§ GIVEN RECORDS:

══════

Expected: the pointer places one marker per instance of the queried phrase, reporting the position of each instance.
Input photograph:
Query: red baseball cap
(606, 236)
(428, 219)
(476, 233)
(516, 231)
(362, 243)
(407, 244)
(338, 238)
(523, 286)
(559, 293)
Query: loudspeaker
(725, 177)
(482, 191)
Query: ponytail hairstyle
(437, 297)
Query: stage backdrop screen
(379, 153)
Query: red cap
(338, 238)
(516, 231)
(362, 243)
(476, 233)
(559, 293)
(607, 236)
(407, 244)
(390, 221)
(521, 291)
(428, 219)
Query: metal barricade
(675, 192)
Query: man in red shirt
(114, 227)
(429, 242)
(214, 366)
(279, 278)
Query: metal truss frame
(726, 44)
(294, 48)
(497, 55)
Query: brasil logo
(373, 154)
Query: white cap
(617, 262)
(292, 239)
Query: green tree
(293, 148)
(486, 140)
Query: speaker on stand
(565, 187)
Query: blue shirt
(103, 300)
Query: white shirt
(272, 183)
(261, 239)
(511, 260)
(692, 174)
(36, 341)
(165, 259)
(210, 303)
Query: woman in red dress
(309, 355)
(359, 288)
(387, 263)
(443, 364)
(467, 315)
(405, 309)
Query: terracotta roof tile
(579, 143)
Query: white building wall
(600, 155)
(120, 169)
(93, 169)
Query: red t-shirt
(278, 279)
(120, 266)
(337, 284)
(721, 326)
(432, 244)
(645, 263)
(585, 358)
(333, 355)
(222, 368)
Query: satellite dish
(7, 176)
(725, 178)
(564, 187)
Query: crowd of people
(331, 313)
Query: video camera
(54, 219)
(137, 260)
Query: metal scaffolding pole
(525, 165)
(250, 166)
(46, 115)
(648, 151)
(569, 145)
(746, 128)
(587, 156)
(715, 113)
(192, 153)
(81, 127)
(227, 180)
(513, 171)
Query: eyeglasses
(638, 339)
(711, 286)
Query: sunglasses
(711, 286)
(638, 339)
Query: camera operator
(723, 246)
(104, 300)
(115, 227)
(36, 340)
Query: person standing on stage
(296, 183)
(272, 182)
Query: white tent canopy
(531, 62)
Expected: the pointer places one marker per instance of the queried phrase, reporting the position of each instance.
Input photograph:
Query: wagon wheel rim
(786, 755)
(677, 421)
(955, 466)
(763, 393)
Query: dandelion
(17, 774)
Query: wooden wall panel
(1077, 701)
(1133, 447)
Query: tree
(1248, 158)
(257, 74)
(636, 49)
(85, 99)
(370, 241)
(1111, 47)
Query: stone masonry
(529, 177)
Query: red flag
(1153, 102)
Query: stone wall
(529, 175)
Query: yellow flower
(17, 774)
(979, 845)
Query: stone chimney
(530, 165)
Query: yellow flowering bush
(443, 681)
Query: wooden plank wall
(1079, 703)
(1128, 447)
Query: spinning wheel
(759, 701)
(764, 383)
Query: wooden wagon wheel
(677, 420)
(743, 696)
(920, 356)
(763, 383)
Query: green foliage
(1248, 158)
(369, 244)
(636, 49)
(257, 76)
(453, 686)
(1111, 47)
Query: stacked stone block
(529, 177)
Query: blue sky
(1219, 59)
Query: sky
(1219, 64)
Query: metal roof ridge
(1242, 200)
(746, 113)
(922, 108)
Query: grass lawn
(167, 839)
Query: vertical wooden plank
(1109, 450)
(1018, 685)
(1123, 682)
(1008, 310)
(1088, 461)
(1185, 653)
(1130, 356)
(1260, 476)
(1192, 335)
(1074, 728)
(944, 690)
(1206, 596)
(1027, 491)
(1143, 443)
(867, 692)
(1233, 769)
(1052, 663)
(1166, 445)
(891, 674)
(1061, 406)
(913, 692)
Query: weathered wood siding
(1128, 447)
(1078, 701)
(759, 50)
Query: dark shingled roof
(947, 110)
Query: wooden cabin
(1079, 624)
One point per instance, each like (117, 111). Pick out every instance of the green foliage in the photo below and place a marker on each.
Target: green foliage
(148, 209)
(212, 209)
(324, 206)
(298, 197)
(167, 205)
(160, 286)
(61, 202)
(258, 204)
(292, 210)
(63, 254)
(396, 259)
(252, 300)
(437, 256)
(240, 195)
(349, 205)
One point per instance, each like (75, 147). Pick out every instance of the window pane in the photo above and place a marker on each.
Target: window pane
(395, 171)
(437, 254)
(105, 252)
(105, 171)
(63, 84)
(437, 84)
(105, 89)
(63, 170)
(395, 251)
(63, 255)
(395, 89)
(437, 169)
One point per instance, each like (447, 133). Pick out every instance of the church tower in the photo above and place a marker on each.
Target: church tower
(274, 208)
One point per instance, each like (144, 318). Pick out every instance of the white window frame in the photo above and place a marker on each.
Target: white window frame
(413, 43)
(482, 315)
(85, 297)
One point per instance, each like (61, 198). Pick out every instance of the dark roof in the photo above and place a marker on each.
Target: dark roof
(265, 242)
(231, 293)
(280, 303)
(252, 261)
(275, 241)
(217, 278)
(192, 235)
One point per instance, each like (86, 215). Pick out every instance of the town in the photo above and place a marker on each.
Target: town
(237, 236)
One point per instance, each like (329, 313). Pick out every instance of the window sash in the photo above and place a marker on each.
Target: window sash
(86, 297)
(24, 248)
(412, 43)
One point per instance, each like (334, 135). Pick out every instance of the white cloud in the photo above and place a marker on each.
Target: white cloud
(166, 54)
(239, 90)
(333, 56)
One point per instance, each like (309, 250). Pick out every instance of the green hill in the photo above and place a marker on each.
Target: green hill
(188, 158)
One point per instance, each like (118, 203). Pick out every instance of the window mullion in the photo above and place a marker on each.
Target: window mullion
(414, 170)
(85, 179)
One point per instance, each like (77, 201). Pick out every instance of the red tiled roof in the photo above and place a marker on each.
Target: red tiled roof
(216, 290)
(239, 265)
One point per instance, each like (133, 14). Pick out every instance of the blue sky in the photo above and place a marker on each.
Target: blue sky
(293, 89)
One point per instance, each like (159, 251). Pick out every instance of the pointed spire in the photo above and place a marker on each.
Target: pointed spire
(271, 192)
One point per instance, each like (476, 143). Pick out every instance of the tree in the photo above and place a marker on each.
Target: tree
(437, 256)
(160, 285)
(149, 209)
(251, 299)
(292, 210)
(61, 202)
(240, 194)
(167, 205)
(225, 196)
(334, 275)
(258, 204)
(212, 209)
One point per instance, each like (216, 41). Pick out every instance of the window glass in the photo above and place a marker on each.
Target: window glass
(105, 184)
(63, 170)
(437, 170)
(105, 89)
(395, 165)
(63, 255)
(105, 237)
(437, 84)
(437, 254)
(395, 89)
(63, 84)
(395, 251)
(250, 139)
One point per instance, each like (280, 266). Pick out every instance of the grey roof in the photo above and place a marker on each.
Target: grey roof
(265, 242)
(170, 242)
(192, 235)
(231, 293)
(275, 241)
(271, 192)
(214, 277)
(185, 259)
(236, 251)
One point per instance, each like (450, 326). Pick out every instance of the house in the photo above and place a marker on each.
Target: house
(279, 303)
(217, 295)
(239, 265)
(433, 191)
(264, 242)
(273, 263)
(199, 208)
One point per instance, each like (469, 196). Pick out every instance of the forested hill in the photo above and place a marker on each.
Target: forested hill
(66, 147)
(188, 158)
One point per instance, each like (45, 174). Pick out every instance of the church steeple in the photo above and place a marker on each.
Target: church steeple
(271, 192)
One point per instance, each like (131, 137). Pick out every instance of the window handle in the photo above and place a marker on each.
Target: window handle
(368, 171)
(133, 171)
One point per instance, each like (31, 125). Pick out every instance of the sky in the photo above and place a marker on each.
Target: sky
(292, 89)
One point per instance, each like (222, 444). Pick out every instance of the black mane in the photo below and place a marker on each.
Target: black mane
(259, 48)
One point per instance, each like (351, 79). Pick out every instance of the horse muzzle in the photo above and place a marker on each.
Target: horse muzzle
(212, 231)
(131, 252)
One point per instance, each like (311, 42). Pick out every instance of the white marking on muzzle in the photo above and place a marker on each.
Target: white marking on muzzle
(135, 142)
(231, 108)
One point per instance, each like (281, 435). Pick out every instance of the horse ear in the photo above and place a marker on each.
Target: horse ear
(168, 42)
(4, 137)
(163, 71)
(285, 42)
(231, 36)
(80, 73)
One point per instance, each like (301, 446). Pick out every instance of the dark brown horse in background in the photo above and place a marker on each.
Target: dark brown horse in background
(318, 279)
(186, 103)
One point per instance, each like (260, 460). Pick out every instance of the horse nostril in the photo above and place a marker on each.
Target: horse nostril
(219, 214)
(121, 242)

══════

Wherever the word "below" occurs in the data above, copy the line it sits in.

One point per instance, each like (117, 111). Pick out every instance of the green foliage in the photo below and place a marker on each.
One point per instance, each like (222, 444). Pick out every instance of the black mane in the photo below and place a marker on each.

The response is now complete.